* TEXTE FOURNI
•••

Par un mémoire en défense, enregistré le 22 février 2023, la SCI Ilana El, représentée par Me Abbe, conclut au rejet de la requête et à ce qu'il soit mis à la charge de M. C... une somme de 5 000 euros au titre l'article L. 761-1 du code de justice administrative.
Elle fait valoir que :
- la requête ne présente plus d'objet puisque le tribunal administratif a annulé l'arrêté contesté dans le cadre d'un recours introduit par d'autres requérants ;
- la demande de première instance était tardive ;
- les moyens soulevés ne sont pas fondés.
Par une ordonnance n° 22PA03849 du 27 avril 2023, le président-assesseur de la première chambre de la cour administrative d'appel de Paris a jugé qu'il n'y avait pas lieu de statuer sur les conclusions de la requête d'appel de M. C... dirigées contre ce jugement et les décisions de la maire de Paris.
Par une décision n° 475897 du 9 avril 2024, le Conseil d'Etat, statuant au contentieux, a annulé cette ordonnance et renvoyé l'affaire devant la cour où elle a été enregistrée sous le
n° 24PA01845.
Procédure devant la cour après cassation :
Par une requête et un mémoire, enregistrés les 22 mai 2024 et 9 octobre 2024 sous le
n° 24PA01845, M. B... C..., représenté par Me Jobelot, demande à la cour :
1°) d'annuler le jugement n° 2109497 du tribunal administratif de Paris ;
2°) à titre principal, d'annuler l'arrêté du 6 août 2020 par lequel la maire de Paris a accordé un permis de construire à la société civile immobilière Ilana El pour des travaux sur un immeuble situé 34-36, avenue Daumesnil et 6-8, rue Legraverend, dans le 12ème arrondissement de Paris, ainsi que la décision du 3 mars 2021 rejetant son recours gracieux ;
3°) à titre subsidiaire, d'annuler la décision du 3 mars 2021 portant rejet du recours gracieux dirigé contre l'arrêté du 6 août 2020 par lequel la maire de Paris a accordé un permis de construire à la société civile immobilière Ilana El pour des travaux sur un immeuble situé 34-36, avenue Daumesnil et 6-8, rue Legraverend, dans le 12ème arrondissement de Paris ;
4°) d'enjoindre à la maire de Paris de retirer le permis de construire accordé à la SCI Ilana El ;
5°) de mettre à la charge de la ville de Paris et de la SCI Ilana El une somme de
5 000 euros au titre de l'article L.761-1 du code de justice administrative.

•••

* LIGNES DE DONNÉES
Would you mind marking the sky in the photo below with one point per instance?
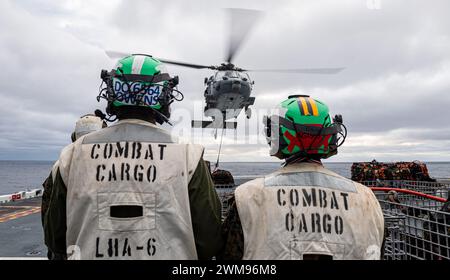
(393, 93)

•••

* TRAVAIL DEMANDÉ
1. Relevez toutes les dates complètes (jour, mois et année) qui figurent dans le texte fourni, chacune une seule fois.
2. Dites si chaque affirmation est conforme au texte fourni, par oui ou par non, en citant les mots du texte qui tranchent.
(a) La SCI Ilana El demande que M. C... soit condamné à payer 5 000 euros.
(b) Le Conseil d'Etat a confirmé l'ordonnance du 27 avril 2023.
(c) Devant la cour après cassation, M. C... est représenté par Me Abbe.
3. Répondez à ces questions d'après le texte fourni.
(a) Sous quel numéro l'affaire renvoyée devant la cour a-t-elle été enregistrée ?
(b) Où se trouve l'immeuble concerné par le permis de construire ?
(c) Que M. C... veut-il que la cour ordonne à la maire de Paris ?

* LISTE DES RÉPONSES
1.
- 22 février 2023
- 27 avril 2023
- 9 avril 2024
- 22 mai 2024
- 9 octobre 2024
- 6 août 2020
- 3 mars 2021

2.
(a) Oui : « à ce qu'il soit mis à la charge de M. C... une somme de 5 000 euros »
(b) Non : « le Conseil d'Etat, statuant au contentieux, a annulé cette ordonnance »
(c) Non : « M. B... C..., représenté par Me Jobelot »

3.
(a) Sous le n° 24PA01845.
(b) Au 34-36, avenue Daumesnil et 6-8, rue Legraverend, dans le 12ème arrondissement de Paris.
(c) Qu'elle retire le permis de construire accordé à la SCI Ilana El.